### Exercise inputs
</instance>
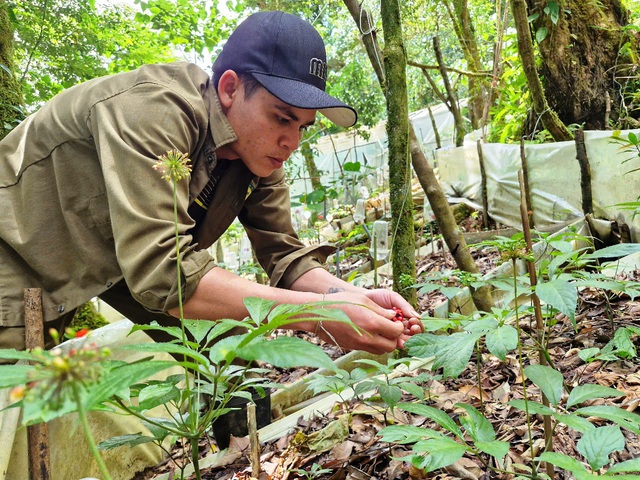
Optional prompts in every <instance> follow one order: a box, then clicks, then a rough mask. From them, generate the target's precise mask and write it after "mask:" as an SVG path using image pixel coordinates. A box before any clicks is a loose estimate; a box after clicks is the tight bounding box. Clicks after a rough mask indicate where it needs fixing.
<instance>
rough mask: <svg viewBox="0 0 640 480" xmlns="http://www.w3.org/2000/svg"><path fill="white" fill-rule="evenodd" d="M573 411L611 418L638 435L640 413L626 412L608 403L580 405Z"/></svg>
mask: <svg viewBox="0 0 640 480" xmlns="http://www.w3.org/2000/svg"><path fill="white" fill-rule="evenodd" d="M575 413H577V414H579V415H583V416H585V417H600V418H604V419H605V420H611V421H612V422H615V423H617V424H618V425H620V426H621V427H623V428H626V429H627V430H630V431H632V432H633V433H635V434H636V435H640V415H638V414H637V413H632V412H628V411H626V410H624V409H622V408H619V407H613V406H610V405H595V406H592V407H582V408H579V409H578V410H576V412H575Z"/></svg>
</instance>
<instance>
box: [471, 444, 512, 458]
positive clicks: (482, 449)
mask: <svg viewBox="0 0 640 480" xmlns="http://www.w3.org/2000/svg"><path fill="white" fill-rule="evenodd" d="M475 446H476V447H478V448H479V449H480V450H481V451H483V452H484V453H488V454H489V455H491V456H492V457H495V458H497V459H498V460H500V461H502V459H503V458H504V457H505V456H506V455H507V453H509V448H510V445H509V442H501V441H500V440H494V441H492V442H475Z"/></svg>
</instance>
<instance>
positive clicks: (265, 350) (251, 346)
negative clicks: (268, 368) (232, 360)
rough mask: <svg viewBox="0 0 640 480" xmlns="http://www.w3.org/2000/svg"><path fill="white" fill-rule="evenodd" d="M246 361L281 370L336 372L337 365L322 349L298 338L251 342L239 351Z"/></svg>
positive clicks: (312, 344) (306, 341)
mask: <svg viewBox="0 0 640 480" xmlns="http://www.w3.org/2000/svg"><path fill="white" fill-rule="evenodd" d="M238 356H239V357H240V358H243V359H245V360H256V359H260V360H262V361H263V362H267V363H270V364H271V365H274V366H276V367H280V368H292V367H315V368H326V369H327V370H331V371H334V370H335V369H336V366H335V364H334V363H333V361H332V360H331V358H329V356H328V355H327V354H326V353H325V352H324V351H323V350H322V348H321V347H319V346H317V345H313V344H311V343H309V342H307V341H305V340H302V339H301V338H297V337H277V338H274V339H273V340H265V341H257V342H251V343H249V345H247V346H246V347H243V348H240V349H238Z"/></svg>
==
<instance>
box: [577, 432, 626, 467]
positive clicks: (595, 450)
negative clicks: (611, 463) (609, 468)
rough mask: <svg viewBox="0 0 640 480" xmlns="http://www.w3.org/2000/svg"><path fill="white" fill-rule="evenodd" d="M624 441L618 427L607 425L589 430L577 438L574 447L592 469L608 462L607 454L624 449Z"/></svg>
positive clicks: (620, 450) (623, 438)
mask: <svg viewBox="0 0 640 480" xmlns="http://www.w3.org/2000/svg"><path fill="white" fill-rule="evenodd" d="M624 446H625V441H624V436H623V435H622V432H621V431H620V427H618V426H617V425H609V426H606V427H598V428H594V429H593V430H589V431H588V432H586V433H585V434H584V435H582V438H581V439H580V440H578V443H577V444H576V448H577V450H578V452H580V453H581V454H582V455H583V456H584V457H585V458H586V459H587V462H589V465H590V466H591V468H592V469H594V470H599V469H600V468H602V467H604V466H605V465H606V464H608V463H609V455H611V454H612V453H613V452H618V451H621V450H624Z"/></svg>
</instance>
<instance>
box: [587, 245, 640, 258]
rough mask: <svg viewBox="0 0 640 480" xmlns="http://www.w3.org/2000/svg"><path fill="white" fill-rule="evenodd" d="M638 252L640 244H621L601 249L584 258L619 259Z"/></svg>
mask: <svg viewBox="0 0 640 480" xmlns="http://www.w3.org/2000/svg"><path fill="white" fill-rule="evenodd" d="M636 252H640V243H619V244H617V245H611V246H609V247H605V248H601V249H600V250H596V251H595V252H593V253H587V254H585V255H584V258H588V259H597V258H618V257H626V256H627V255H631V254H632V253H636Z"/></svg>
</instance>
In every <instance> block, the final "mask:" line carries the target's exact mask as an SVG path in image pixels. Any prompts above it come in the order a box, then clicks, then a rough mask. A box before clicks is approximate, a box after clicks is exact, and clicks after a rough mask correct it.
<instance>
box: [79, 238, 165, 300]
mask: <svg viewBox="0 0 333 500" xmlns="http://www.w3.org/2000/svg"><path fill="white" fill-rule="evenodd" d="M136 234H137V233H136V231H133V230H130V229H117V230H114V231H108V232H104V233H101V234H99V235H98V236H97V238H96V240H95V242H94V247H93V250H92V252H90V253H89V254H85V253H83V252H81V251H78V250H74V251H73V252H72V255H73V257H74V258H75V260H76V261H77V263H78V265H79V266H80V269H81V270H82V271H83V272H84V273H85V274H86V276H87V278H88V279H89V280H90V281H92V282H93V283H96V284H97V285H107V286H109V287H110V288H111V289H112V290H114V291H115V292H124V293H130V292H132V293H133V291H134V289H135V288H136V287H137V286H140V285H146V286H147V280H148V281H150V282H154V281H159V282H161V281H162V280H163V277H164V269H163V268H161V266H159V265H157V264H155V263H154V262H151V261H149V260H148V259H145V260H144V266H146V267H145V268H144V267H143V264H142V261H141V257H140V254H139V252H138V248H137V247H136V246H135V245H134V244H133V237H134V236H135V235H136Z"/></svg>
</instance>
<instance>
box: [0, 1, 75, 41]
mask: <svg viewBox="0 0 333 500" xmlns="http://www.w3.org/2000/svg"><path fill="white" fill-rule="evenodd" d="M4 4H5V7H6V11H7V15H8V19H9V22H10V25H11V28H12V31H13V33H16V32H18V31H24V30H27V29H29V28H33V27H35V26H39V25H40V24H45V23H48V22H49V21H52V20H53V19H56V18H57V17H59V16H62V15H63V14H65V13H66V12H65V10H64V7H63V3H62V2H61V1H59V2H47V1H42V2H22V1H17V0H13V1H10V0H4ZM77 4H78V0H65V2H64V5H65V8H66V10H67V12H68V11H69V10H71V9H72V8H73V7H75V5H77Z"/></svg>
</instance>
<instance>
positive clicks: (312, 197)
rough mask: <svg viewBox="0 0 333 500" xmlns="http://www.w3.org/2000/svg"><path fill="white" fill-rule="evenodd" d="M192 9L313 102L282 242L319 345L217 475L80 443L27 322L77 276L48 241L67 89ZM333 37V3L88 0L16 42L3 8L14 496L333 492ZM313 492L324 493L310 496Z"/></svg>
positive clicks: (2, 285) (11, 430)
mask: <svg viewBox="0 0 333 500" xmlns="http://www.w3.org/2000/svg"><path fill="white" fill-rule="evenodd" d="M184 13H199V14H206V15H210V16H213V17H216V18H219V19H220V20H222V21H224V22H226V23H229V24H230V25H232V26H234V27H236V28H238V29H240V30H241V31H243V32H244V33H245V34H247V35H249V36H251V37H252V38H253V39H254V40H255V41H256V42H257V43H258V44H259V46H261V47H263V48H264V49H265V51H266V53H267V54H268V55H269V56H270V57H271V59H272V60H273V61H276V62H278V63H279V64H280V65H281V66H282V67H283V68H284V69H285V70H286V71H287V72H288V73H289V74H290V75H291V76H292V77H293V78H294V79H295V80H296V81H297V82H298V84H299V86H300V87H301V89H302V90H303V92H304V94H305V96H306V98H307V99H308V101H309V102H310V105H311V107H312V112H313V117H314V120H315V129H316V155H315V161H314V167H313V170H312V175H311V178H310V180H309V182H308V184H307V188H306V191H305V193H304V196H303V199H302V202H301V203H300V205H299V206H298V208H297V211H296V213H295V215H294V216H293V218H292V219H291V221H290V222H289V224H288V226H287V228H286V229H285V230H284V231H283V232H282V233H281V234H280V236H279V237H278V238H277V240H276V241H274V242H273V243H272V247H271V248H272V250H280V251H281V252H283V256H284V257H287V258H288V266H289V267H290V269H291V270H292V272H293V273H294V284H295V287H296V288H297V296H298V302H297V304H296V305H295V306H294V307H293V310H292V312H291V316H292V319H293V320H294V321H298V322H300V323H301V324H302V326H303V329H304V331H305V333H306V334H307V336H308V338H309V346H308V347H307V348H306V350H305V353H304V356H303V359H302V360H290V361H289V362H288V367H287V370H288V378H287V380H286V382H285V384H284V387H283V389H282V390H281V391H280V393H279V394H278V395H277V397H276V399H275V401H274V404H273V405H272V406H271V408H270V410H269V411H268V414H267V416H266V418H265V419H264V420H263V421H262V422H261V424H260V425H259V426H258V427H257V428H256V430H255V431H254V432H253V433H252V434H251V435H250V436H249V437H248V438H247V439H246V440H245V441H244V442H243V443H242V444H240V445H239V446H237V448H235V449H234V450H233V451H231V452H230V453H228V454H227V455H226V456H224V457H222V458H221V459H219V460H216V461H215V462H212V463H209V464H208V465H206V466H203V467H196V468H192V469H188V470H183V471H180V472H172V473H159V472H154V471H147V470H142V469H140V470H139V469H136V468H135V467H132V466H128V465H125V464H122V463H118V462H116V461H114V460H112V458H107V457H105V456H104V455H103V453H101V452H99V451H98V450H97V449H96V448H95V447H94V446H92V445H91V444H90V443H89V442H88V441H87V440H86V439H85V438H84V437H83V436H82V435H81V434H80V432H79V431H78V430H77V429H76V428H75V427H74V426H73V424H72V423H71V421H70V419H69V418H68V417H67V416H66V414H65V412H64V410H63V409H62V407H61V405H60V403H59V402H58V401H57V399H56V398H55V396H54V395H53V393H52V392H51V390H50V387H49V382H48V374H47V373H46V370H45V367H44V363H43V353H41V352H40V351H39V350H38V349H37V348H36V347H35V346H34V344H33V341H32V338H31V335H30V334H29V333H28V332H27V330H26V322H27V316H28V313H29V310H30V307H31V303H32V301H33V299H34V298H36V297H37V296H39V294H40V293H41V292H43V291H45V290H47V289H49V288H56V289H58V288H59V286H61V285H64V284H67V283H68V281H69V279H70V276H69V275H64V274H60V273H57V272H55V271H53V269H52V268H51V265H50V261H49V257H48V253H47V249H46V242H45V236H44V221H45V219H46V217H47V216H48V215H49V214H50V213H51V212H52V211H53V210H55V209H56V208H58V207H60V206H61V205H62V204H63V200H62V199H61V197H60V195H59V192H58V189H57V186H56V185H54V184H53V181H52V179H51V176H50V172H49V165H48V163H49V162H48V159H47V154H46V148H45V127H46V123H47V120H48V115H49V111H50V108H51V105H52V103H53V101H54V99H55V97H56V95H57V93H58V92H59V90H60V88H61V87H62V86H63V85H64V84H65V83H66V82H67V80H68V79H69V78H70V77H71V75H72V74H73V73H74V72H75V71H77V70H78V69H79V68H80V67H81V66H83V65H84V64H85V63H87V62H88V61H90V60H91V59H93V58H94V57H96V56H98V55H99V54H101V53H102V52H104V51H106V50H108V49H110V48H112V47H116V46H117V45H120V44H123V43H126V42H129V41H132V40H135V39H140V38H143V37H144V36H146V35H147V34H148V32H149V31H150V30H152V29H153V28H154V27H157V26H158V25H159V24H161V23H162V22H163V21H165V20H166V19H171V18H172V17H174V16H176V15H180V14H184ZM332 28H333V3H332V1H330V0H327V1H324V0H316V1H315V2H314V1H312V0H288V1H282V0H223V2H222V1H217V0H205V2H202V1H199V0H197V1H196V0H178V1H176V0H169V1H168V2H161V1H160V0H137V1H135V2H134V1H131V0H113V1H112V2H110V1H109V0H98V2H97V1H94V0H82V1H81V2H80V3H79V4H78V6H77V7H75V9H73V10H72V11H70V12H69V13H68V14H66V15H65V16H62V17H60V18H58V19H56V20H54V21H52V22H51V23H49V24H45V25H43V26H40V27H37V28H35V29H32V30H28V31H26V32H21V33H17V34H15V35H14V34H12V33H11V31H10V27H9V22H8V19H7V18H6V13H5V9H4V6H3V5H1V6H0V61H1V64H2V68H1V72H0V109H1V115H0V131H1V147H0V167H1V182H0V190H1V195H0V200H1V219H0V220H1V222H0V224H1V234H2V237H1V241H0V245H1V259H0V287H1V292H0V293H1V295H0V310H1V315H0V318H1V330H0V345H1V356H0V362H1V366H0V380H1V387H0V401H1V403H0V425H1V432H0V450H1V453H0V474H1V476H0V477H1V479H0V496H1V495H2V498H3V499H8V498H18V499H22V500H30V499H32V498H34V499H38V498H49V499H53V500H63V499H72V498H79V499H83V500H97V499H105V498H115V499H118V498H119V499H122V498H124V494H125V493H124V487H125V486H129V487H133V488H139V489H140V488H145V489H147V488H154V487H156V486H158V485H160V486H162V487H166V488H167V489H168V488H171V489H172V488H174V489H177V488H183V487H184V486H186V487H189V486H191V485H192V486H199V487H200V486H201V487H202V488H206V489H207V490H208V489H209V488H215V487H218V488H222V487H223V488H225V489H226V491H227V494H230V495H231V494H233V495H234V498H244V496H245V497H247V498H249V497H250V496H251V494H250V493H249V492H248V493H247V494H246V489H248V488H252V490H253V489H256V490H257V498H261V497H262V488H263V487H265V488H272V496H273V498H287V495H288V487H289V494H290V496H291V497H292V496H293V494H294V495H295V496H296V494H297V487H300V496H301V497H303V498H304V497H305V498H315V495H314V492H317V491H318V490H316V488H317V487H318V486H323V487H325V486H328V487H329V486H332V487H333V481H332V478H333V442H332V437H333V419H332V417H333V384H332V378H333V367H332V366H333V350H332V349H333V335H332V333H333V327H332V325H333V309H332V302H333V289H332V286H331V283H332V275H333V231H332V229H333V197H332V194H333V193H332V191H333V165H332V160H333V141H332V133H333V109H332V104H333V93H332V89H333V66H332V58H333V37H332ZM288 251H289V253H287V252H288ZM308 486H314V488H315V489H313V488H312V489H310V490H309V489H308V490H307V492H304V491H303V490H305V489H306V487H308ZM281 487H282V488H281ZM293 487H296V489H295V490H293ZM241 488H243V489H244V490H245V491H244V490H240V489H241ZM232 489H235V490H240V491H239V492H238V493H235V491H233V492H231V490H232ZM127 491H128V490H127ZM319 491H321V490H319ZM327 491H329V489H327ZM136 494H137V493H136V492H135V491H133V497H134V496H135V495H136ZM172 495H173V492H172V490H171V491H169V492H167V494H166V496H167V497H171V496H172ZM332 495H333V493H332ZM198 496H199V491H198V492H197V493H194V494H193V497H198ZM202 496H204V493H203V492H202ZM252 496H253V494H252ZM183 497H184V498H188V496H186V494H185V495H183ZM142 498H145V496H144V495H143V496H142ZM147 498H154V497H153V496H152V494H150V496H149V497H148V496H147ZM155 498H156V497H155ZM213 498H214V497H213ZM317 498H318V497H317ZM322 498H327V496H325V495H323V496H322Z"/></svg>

### Exercise requirements
Pull out every line in the two blocks above that contains the string "positive", copying each one unchanged.

### Finished task
positive clicks: (482, 449)
positive clicks: (265, 350) (251, 346)
positive clicks: (312, 344) (306, 341)
positive clicks: (595, 450)
positive clicks: (620, 450) (623, 438)
positive clicks: (312, 197)
positive clicks: (2, 285) (11, 430)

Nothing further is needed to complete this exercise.